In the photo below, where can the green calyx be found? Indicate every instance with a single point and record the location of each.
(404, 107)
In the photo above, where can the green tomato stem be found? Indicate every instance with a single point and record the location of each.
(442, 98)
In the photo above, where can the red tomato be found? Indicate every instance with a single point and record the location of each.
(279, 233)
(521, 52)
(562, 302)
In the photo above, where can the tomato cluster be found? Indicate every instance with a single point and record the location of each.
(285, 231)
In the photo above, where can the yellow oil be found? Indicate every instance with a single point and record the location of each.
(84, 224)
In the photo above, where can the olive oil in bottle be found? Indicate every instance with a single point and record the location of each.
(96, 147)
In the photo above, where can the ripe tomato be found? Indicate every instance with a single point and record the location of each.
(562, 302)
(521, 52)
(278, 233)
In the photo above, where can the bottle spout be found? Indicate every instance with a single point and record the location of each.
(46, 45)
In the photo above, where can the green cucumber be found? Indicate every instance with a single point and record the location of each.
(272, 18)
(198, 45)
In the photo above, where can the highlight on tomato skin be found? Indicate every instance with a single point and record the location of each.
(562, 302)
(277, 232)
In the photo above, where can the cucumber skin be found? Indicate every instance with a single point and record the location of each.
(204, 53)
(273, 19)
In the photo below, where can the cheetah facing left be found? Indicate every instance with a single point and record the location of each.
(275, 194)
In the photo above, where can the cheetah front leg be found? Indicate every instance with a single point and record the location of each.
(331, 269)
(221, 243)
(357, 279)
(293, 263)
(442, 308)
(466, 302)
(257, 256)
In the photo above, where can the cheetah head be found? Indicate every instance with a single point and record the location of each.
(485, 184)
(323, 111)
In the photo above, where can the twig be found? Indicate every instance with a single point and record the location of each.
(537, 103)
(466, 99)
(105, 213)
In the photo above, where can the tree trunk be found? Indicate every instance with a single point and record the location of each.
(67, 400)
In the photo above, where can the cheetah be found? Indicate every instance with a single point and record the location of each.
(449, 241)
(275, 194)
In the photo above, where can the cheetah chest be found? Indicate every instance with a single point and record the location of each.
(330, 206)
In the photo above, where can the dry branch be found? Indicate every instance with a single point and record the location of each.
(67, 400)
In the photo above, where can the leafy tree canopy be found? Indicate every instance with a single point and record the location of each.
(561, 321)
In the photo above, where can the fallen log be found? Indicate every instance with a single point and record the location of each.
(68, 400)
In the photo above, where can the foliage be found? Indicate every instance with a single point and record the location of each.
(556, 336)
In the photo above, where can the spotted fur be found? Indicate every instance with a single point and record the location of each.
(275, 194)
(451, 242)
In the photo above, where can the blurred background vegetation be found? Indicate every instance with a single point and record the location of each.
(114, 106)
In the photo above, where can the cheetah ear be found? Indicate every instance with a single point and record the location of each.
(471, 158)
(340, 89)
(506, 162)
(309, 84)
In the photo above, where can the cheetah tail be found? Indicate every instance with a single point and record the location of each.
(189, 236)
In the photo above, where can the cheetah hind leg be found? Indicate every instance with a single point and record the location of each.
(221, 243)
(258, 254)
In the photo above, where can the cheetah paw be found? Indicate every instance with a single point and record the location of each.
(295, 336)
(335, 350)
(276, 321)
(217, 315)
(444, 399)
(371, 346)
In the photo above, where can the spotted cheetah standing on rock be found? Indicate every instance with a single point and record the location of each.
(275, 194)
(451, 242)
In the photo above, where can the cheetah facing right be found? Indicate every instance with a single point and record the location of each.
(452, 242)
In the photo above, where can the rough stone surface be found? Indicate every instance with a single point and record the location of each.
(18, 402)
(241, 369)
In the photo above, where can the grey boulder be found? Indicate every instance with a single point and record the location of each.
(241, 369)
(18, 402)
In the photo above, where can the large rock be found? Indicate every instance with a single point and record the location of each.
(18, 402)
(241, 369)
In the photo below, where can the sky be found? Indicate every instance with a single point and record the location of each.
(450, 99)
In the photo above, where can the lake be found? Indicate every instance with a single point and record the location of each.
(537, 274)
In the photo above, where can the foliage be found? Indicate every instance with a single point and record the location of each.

### Short problem
Render every one of the records above as a numbered list, omitting any blank lines.

### Solution
1. In the photo below, where can the green calyx be found? Indicate every instance with a single point and record the location of each.
2. (404, 107)
3. In the photo above, where can the green tomato stem be found? Indicate every instance with a single point and record the location of each.
4. (442, 98)
5. In the photo above, where can the red tomato be found? Indicate every instance with a single point and record the location of each.
6. (279, 233)
7. (521, 52)
8. (562, 302)
9. In the photo above, where can the tomato cluster be found? Indicate every instance with a single point and record the location of each.
10. (285, 231)
11. In the photo above, where can the yellow oil be found? Indicate every instance with a single point and record the location of each.
12. (84, 224)
13. In the photo above, where can the olive oil in bottle be found? Indicate every instance with a single point and record the location of each.
14. (96, 147)
15. In the photo above, where can the ripe tomato be found? Indicate every instance with a single point and record the location of each.
16. (562, 302)
17. (521, 52)
18. (278, 233)
19. In the photo above, where can the bottle spout be found? Indicate every instance with a single point and record the location of each.
20. (46, 45)
21. In the photo above, where can the green cucumber be found? Indicate every instance with a single point and record the location of each.
22. (272, 18)
23. (198, 45)
24. In the photo above, where can the highlight on tomato skin be found? Indicate every instance with a single point and record the location of each.
25. (562, 302)
26. (277, 232)
27. In the photo above, where can the cucumber skin be found? Indicate every instance with a single point and record the location of each.
28. (204, 53)
29. (273, 19)
30. In the photo below, where can the cheetah facing left be found? Indicate every instance with a single point and record the location of each.
31. (275, 194)
32. In the photo above, where can the cheetah front leg be found? Indicate every instance with a single point and record the location of each.
33. (331, 269)
34. (221, 243)
35. (357, 279)
36. (293, 263)
37. (442, 308)
38. (466, 302)
39. (257, 256)
40. In the photo above, where can the cheetah head be found? Indicate every instance with a single point and record the location of each.
41. (485, 184)
42. (323, 111)
43. In the photo above, where can the twig be found? Indicate every instance with a single point and record the location of each.
44. (537, 103)
45. (466, 99)
46. (105, 213)
47. In the photo above, where can the tree trunk be found? Indicate every instance with a single point and record the location of each.
48. (67, 400)
49. In the photo above, where can the cheetah be found? Indicate every instance with a single point and record the location of each.
50. (449, 241)
51. (275, 194)
52. In the photo above, where can the cheetah chest be found? Indicate every instance with a single point and record the location of each.
53. (330, 206)
54. In the photo above, where can the dry branch be found? Indicate every instance with a single point and record the location of each.
55. (67, 400)
56. In the photo above, where can the leafy tree canopy be found? Indicate every instance with a single point and record the location of each.
57. (561, 321)
58. In the photo above, where can the fallen log be found? Indicate every instance with a single point and record the location of each.
59. (68, 400)
60. In the photo above, where can the foliage be found? Indicate every instance with a single point and record the location of each.
61. (556, 336)
62. In the photo above, where can the spotted fur be found? Indicate every instance with a single point and record the location of each.
63. (275, 194)
64. (451, 242)
65. In the photo above, where can the blurred background vegetation be found? Indicate every instance with a single point and record the location of each.
66. (114, 106)
67. In the photo above, where can the cheetah ear be found? Indicate every instance with a single point and record the location of each.
68. (471, 158)
69. (340, 89)
70. (506, 162)
71. (309, 84)
72. In the photo above, where can the cheetah tail be found? Indicate every instance with a single point and record the location of each.
73. (189, 236)
74. In the photo above, where can the cheetah hind leg be found? Indicate every instance with a single point and record the location of each.
75. (221, 243)
76. (258, 254)
77. In the photo above, where can the cheetah paw be found? Indicate every instance with a single point and record the location of each.
78. (295, 336)
79. (335, 350)
80. (276, 321)
81. (217, 315)
82. (444, 399)
83. (371, 346)
84. In the photo above, where can the spotted cheetah standing on rock be found? Indicate every instance with a single point and record the location of each.
85. (275, 194)
86. (451, 242)
87. In the photo above, where can the cheetah facing right be found? Indicate every instance with a single point and record the location of each.
88. (452, 242)
89. In the photo above, where can the rough stone surface be found? Indicate every instance with a single point and record the location of each.
90. (18, 402)
91. (241, 369)
92. In the photo above, where can the grey boulder be found? Indicate every instance with a single point and record the location of each.
93. (241, 369)
94. (18, 402)
95. In the photo above, where can the large rock be found? Indicate every instance with a single point and record the location of each.
96. (18, 402)
97. (241, 369)
98. In the photo below, where can the sky be found? Indicate every instance with a single point and record the location of each.
99. (450, 99)
100. In the photo above, where can the lake be found? Indicate every instance with a single point and record the location of each.
101. (537, 274)
102. In the photo above, where can the foliage be found? Indicate every instance with a single point and record the location of each.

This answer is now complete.